抜粋本文:
___
ある日娘の幸恵と喧嘩し家を飛び出したカツは、不思議な雰囲気の写真館に立ち寄り写真を撮ってもらいます。
写真館から出てきたカツはなんと20歳に若返っていました。
カツは大島節子と名乗り、ひょんな出来事から孫の翼のバンドでボーカルをすることに。
失われた青春を取り戻すかのように、音楽の世界に足を踏み入れるのでした。
あやしい彼女 の起承転結
【起】あやしい彼女 のあらすじ①
勝気な性格から、商店街の厄介者と思われている瀬山カツは、一人娘の幸恵と孫の翼との3人暮らし。
自分が女手ひとつで苦労して育てた幸恵が雑誌編集長として活躍していることがカツの誇りで、度々そのことを周囲に自慢して聞かせるのでした。
しかし実情は雑誌の売り上げが下がり、幸恵は世代交代を余儀なくされていました。
そんなことをつゆ知らず、カツは幸恵の気持ちを逆なでしてしまい、二人は言い争ってしまいます。
家を飛び出したカツは、ある写真館に飾られているオードリー・ヘップバーンの写真に目を奪われ、足をとめます。
___
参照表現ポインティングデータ
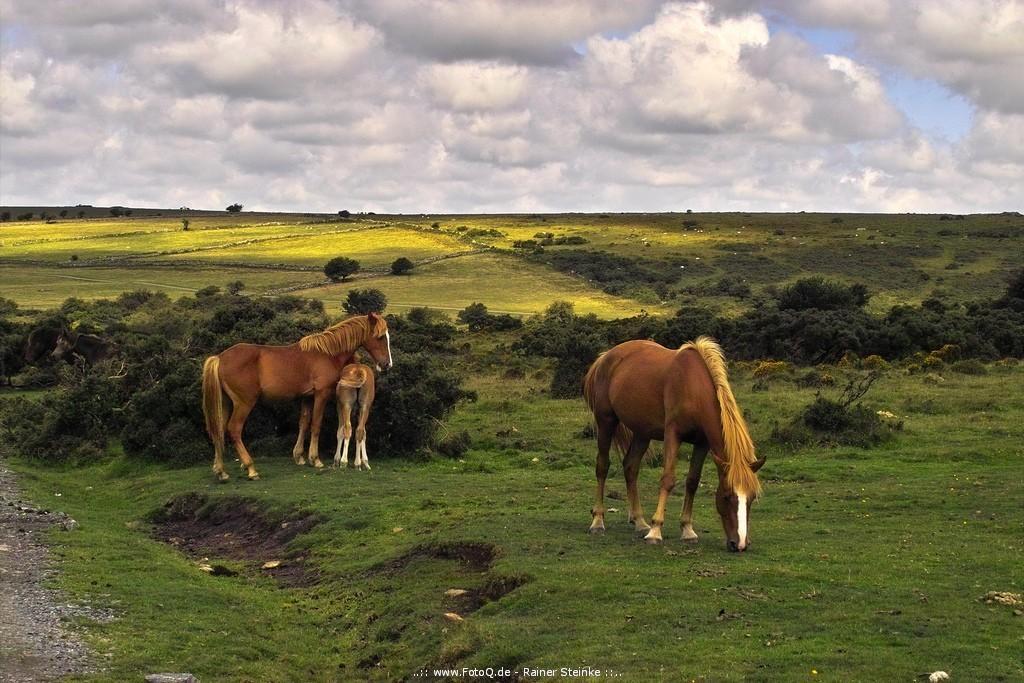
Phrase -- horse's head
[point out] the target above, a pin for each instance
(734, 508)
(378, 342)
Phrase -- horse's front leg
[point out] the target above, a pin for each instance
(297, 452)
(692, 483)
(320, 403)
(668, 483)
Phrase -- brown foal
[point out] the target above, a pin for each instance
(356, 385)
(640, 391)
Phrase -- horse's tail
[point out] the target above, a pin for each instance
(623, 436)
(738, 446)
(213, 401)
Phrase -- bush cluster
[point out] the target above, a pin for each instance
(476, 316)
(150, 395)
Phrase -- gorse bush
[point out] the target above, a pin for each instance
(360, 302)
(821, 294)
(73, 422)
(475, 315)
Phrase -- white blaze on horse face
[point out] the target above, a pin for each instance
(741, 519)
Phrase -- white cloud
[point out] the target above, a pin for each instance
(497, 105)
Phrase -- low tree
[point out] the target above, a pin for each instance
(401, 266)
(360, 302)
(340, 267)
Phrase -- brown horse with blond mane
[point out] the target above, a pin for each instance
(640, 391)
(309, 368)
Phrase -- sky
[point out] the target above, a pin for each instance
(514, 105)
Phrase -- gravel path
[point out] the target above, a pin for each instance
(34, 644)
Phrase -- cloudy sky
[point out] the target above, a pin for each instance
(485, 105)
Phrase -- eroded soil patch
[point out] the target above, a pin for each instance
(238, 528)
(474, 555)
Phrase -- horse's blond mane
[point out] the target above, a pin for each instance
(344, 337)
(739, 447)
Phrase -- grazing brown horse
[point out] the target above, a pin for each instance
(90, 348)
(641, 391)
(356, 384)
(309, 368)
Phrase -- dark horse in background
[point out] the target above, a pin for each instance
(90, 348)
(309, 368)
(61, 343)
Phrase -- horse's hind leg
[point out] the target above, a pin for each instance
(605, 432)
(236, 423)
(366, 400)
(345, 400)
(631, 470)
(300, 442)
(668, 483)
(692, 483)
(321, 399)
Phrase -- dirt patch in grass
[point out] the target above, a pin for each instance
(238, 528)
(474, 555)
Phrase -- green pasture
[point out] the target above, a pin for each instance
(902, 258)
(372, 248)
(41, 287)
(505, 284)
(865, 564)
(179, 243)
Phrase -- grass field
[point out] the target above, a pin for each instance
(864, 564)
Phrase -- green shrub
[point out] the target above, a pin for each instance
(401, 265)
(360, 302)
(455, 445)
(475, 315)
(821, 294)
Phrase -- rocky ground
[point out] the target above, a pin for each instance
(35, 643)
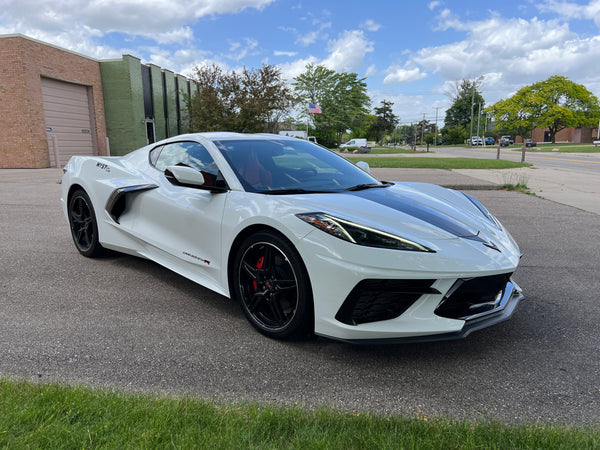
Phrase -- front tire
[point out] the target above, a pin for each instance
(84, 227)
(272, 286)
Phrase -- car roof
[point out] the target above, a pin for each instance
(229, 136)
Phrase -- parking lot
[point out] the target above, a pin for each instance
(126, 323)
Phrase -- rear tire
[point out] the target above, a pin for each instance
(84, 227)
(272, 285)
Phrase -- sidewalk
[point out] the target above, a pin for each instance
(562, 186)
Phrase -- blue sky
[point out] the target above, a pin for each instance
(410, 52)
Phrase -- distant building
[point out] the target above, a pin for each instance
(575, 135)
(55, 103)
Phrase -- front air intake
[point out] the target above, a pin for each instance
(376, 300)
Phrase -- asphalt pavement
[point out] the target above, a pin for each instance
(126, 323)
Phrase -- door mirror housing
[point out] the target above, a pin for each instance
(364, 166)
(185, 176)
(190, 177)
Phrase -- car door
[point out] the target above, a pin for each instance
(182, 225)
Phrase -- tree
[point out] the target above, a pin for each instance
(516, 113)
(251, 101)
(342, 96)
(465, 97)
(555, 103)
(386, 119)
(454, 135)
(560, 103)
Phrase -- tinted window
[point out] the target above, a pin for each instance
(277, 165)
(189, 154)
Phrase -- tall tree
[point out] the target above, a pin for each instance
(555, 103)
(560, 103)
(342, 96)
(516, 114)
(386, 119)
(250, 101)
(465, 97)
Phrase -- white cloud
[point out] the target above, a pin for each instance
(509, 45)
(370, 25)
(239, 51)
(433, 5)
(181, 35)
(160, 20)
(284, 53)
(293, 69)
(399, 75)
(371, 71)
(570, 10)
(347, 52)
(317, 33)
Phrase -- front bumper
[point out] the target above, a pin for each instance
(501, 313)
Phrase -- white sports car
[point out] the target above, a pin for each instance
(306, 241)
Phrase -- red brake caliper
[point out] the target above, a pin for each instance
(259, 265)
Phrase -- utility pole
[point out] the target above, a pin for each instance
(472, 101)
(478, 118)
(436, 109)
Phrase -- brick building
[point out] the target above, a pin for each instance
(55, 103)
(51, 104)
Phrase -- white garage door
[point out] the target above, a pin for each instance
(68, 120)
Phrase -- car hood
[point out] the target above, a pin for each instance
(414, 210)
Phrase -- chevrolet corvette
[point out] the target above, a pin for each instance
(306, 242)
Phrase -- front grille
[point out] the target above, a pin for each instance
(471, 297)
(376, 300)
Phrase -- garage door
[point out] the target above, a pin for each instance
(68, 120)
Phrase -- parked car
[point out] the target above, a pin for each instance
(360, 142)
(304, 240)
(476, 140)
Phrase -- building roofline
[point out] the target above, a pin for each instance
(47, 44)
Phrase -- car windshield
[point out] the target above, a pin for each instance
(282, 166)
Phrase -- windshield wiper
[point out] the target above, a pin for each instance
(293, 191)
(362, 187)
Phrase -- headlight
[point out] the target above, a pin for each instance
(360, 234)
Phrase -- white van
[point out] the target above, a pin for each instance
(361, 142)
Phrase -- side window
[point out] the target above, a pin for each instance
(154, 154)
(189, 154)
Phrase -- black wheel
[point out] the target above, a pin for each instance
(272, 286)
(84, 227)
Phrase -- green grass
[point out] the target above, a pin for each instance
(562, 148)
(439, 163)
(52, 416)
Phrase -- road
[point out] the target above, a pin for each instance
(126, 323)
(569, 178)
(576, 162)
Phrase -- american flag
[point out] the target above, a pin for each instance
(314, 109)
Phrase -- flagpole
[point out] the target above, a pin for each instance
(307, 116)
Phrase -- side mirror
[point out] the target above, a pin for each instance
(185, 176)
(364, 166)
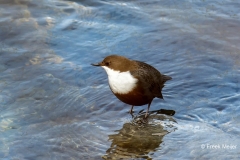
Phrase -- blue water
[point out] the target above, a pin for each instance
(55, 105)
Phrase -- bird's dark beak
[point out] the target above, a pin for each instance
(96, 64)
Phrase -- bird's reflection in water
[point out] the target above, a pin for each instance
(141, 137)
___
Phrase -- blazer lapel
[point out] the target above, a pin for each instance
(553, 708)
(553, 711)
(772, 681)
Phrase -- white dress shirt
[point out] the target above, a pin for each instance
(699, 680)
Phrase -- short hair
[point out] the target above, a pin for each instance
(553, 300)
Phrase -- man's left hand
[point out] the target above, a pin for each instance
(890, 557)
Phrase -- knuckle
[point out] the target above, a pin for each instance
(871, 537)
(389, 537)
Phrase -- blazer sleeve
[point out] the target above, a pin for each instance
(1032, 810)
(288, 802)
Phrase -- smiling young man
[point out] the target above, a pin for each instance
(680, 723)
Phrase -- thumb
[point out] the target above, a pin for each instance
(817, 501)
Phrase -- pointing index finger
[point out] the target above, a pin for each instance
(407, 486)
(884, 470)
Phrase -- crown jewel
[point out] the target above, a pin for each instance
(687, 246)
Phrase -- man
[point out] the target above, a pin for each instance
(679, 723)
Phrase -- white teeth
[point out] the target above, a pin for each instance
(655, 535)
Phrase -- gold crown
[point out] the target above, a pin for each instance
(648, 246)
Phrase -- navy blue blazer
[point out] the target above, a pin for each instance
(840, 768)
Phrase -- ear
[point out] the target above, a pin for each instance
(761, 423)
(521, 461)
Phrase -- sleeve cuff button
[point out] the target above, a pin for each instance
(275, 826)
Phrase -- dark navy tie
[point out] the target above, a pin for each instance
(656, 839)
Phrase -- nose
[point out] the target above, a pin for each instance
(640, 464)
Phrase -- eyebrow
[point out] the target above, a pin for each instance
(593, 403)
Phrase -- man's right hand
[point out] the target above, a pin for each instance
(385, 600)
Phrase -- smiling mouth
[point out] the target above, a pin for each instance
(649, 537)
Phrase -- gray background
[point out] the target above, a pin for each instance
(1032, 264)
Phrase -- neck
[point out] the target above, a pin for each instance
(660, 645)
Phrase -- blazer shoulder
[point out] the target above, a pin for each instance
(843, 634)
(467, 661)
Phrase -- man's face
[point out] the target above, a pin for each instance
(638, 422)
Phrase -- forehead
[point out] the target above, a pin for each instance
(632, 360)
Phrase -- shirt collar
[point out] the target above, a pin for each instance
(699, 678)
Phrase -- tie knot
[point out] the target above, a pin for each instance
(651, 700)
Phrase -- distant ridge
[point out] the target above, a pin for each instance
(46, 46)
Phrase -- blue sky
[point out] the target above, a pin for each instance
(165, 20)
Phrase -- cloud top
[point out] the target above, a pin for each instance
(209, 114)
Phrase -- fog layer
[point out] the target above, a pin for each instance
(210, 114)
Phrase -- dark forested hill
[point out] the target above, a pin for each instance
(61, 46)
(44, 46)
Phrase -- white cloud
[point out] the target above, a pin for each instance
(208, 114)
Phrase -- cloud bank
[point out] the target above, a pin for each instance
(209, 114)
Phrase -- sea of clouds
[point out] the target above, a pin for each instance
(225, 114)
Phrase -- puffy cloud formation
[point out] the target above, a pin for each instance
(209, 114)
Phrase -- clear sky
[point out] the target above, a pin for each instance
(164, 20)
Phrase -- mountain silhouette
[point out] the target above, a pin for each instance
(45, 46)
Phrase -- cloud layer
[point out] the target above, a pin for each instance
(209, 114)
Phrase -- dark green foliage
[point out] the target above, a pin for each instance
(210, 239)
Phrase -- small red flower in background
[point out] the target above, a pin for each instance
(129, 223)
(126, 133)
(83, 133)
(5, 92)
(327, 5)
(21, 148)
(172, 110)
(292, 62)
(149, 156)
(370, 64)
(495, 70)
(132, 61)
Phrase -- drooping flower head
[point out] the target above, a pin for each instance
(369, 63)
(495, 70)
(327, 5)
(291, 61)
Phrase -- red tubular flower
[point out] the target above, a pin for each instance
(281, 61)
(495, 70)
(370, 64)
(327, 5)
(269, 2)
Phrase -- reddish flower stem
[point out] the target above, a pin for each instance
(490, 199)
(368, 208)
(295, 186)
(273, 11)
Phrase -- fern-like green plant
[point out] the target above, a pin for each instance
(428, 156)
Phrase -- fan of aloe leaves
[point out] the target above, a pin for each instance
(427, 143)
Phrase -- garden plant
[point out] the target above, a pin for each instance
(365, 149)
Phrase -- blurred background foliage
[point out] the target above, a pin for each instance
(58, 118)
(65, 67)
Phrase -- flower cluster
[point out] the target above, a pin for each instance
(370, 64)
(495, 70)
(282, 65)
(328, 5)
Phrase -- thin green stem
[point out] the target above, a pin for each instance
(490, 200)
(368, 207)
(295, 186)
___
課題一覧:
1. 「あやしい彼女」のあらすじについて、次の問いに答えてください。
(a) 写真館から出てきたカツは何歳に若返っていましたか。
(b) 若返ったカツは何という名前を名乗りましたか。
(c) 幸恵はどのような立場で活躍していましたか。
2. 「あやしい彼女」のあらすじを、最後の文の後から書き継いでください。

解答一覧:
1.
(a) 20歳
(b) 大島節子
(c) 雑誌編集長

2.
不思議な雰囲気の写真館に入り、穏やかな店主に思い出話を語りながら写真を撮ってもらうカツ。
写真館を後にしたカツの足取りはどこか軽やかでした。
すると突然後ろからバイクに乗った男に引ったくりに合い、怒ったカツは走って追いかけ飛びついて捕まえます。
ひったっくり犯に説教するカツですが、ヘルメットに映る自分の姿に違和感を覚え、バイクのミラーを覗き込みます。
そこに映ったのは73歳の自分ではなく、なんと20歳に若返った自分でした。
【承】あやしい彼女 のあらすじ②
若返ったことに驚き戸惑っていたカツですが、軽やかな自分の体に感動し「これは神様がくれたチャンス!」と考えて思いっきり満喫することにします。
家族にはメールでしばらく帰らないことを伝え、銀行で降ろしてきたお金で憧れのオードリー・ヘップバーンのように変身するのでした。
何をしようか悩んだカツは、取りあえず幼馴染の次郎が経営する銭湯に行くことにしますが、色々考えるうちにのぼせてしまい次郎に助け出されるのでした。
カツは「大鳥節子」と名乗り、人の良い次郎を泣き落としで騙し、家に居候させてもらうことに。
所変わって、音楽プロデューサーの小林は中々自分の琴線に触れるアーティストに出会えず、悶々としていました。
しかし偶然耳にした歌声に心惹かれて見に行ってみると、そこには商店街のど自慢大会で歌っている節子の姿。
小林が声を掛けたいと思っていた矢先、節子は孫の翼の姿を見つけ、慌てて逃げてしまいます。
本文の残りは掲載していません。